◆ DESCRIPTION OF THE TASK
Update the architecture passage between "The cross-attention branch" and "1.90$ B parameters.", inclusive, so that "concatenated" becomes "merged".

◆ PASSAGE TO READ
1. Model Architecture and Component Breakdown

AuroraEdge-V-2B employs a modular design featuring five principal components. The Vision Encoder utilizes SigLIP2-so400m-patch16-naflex, a ViT variant pretrained on large-scale image-text datasets, to extract up to $N_v = 256$ visual tokens $H_v \in \mathbb{R}^{256 \times D_v}$ . These are projected via a two-layer MLP into token embeddings $H_{v2t} \in \mathbb{R}^{N_v \times D_t}$ , suitable for language interaction.

Compression is achieved by reducing the visual tokens from $N_v = 256$ to $N_c = 64$ using another MLP, yielding $H_{vc} \in \mathbb{R}^{64 \times D_t}$ for later fusion. The Fusion Module implements a "Combined" approach—a fusion of cross-attention and a single-layer Transformer decoder—injecting enriched visual signals into text embeddings as

$H_{ft} = F_{\rm Cross}(H_{v2t}, H_t) + F_{\rm Decoder}(H_{v2t}, H_t)$

The cross-attention branch computes

$Q_t = W^Q H_t,\quad K_v = W^K H_{v2t},\quad V_v = W^V H_{v2t}$

$H_{ft}^{(\rm cross)} = \mathrm{Softmax}\!\left(\frac{Q_t K_v^\top}{\sqrt{D_t}}\right) V_v$

This is concatenated with compressed tokens and decoded via a Qwen2.5–1.5B Transformer stack, cumulatively totaling $\approx 1.90$ B parameters.

◆ STORED ROWS
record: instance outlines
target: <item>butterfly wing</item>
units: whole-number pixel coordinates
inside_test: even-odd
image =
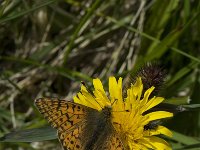
[[[85,125],[86,106],[56,98],[35,101],[41,114],[58,130],[58,137],[66,150],[81,149],[80,134]]]
[[[107,144],[109,150],[125,150],[124,145],[117,134],[113,134]]]

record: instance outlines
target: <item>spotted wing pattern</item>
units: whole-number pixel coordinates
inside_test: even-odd
[[[58,137],[65,150],[81,150],[80,134],[85,124],[86,106],[56,98],[35,101],[41,114],[58,130]]]
[[[112,137],[108,141],[107,147],[105,149],[109,149],[109,150],[125,150],[121,139],[116,134],[112,135]]]

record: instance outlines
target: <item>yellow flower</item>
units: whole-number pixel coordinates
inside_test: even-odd
[[[165,140],[156,136],[159,134],[172,136],[169,129],[161,125],[153,129],[145,129],[145,125],[151,121],[173,116],[172,113],[166,111],[145,113],[164,100],[162,97],[155,96],[149,99],[154,87],[143,92],[142,80],[139,77],[135,84],[131,84],[131,87],[127,89],[127,96],[123,97],[122,78],[119,78],[118,81],[115,77],[109,78],[109,96],[99,79],[94,79],[93,85],[93,94],[89,93],[87,88],[82,85],[81,91],[74,97],[74,102],[98,111],[105,107],[111,108],[113,128],[126,149],[171,149]]]

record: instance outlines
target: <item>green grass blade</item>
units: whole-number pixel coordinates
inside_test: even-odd
[[[38,142],[56,138],[55,129],[52,127],[42,127],[8,133],[0,138],[0,142]]]

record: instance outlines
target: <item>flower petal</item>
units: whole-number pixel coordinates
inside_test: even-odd
[[[167,111],[156,111],[156,112],[151,112],[149,114],[146,114],[145,116],[148,117],[146,121],[153,121],[157,119],[172,117],[173,113],[170,113]]]

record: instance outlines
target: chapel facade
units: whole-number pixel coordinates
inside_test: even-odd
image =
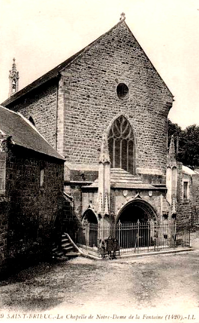
[[[104,236],[119,222],[172,219],[166,177],[173,101],[122,14],[107,32],[2,105],[34,122],[65,159],[65,219],[106,228]]]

◆ WRITTEN RESPONSE
The cross-attention branch computes

$Q_t = W^Q H_t,\quad K_v = W^K H_{v2t},\quad V_v = W^V H_{v2t}$

$H_{ft}^{(\rm cross)} = \mathrm{Softmax}\!\left(\frac{Q_t K_v^\top}{\sqrt{D_t}}\right) V_v$

This is merged with compressed tokens and decoded via a Qwen2.5–1.5B Transformer stack, cumulatively totaling $\approx 1.90$ B parameters.